> **EXERCISE GOAL**
Across the entries that follow, count each line holding "stone" and state the total alone.

(EXCERPTED RECORDS Opens)

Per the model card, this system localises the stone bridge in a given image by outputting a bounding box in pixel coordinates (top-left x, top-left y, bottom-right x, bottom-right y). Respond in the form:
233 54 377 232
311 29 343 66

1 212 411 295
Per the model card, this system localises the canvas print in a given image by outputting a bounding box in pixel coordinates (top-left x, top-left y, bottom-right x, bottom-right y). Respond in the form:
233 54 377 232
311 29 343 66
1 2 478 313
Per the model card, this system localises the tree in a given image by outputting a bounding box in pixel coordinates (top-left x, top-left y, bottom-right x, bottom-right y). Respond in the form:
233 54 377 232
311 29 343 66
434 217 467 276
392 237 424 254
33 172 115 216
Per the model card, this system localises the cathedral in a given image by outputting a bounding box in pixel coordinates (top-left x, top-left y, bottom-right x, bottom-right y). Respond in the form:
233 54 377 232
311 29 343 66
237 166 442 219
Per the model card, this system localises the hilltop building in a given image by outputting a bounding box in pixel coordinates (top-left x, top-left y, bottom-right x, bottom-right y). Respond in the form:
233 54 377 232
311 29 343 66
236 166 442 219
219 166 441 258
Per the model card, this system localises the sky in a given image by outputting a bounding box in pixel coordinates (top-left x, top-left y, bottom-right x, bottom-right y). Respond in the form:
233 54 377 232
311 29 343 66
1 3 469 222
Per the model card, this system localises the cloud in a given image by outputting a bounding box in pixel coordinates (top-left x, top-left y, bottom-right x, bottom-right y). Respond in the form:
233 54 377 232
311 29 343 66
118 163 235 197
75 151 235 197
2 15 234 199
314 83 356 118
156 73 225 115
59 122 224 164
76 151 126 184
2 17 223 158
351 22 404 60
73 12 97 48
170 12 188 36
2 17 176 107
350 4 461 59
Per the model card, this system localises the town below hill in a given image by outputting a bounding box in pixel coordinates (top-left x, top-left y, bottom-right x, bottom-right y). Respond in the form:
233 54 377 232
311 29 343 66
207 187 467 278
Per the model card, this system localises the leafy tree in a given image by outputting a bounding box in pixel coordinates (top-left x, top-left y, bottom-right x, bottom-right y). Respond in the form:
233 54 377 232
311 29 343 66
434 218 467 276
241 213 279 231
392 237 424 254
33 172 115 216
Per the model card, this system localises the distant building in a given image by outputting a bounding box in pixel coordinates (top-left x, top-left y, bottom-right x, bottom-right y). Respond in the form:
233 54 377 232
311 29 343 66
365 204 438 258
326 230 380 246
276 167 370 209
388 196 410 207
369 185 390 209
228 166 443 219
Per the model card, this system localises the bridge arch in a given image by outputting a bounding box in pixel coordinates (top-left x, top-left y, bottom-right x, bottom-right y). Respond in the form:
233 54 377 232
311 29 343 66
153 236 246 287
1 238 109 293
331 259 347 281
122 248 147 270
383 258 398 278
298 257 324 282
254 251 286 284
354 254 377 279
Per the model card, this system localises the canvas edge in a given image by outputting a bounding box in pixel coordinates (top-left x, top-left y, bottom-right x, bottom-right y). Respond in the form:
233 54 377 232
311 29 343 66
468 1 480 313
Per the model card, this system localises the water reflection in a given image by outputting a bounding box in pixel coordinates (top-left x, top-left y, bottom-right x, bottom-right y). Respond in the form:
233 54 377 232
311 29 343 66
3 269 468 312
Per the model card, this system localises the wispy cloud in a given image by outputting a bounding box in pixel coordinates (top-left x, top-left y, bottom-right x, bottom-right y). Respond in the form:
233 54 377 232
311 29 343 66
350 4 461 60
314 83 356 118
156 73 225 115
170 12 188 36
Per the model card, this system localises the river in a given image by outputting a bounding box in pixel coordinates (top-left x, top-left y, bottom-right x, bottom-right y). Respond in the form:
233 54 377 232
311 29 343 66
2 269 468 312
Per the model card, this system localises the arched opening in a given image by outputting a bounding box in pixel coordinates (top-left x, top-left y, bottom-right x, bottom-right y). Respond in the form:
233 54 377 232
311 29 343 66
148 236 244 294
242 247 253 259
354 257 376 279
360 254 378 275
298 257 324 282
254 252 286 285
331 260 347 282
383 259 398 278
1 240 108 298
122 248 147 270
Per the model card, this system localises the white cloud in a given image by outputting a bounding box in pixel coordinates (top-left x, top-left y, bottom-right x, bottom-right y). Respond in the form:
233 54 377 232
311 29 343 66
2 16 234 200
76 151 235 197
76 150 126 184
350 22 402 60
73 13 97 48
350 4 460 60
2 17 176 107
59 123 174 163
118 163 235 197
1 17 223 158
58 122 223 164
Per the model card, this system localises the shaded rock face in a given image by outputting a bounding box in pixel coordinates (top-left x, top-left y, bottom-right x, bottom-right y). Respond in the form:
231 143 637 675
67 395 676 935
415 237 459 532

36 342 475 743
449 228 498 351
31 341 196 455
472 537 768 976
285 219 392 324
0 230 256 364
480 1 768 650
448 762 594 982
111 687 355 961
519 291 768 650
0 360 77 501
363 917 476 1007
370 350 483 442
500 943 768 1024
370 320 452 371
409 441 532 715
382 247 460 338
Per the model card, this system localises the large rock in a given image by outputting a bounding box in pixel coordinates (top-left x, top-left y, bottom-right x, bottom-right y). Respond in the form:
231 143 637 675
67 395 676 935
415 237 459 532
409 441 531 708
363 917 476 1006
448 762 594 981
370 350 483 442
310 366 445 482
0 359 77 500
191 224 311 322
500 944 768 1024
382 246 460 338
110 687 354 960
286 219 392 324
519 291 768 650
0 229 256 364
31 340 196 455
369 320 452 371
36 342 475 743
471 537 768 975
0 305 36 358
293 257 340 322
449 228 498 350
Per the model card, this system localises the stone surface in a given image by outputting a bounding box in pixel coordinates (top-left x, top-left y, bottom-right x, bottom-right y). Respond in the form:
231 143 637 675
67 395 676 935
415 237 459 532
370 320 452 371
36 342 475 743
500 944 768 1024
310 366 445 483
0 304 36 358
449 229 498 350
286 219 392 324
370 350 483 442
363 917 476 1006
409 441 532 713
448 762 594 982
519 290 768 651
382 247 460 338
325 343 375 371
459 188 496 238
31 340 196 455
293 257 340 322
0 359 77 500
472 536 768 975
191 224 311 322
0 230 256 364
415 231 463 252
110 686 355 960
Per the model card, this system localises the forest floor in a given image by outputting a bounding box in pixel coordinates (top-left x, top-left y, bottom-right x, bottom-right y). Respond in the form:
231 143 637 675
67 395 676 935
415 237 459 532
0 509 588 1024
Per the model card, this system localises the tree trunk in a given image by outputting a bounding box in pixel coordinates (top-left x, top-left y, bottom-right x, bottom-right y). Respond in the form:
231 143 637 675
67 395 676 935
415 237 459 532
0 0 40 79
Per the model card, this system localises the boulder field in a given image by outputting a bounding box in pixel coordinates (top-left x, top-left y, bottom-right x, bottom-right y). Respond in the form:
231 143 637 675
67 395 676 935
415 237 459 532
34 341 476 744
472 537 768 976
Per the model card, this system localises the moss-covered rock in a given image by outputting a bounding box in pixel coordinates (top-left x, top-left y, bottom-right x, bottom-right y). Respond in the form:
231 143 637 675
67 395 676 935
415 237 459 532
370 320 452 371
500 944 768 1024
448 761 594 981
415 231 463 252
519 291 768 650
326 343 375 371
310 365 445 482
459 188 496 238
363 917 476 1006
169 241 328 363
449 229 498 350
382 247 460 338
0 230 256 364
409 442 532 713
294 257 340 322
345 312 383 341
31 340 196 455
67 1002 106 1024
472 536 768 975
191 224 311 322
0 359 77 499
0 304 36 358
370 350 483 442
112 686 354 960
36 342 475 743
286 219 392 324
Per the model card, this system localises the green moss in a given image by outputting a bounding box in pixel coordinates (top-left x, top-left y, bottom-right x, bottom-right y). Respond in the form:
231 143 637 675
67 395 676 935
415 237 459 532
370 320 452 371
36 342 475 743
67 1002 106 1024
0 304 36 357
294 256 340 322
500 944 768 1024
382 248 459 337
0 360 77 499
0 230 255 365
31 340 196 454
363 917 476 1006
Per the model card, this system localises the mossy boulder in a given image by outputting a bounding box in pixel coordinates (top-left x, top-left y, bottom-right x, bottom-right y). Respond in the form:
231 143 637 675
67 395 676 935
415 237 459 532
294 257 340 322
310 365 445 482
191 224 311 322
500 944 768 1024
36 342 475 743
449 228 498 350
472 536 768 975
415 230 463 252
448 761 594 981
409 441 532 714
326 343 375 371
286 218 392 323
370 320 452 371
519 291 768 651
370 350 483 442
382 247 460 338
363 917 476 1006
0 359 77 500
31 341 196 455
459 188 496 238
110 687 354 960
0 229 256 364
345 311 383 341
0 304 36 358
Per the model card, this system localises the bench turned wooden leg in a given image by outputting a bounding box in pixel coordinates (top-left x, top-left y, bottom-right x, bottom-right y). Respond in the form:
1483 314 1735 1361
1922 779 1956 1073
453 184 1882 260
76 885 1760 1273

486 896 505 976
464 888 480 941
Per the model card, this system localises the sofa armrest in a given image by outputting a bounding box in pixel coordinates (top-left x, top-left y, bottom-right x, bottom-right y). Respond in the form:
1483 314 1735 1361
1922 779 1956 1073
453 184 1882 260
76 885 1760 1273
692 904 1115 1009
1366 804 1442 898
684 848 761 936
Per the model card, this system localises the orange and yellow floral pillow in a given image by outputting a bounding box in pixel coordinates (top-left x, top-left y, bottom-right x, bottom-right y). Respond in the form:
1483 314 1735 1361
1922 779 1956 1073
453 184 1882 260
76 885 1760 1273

(EXCERPTED RECORDS Closes)

> **FINISHED TASK**
2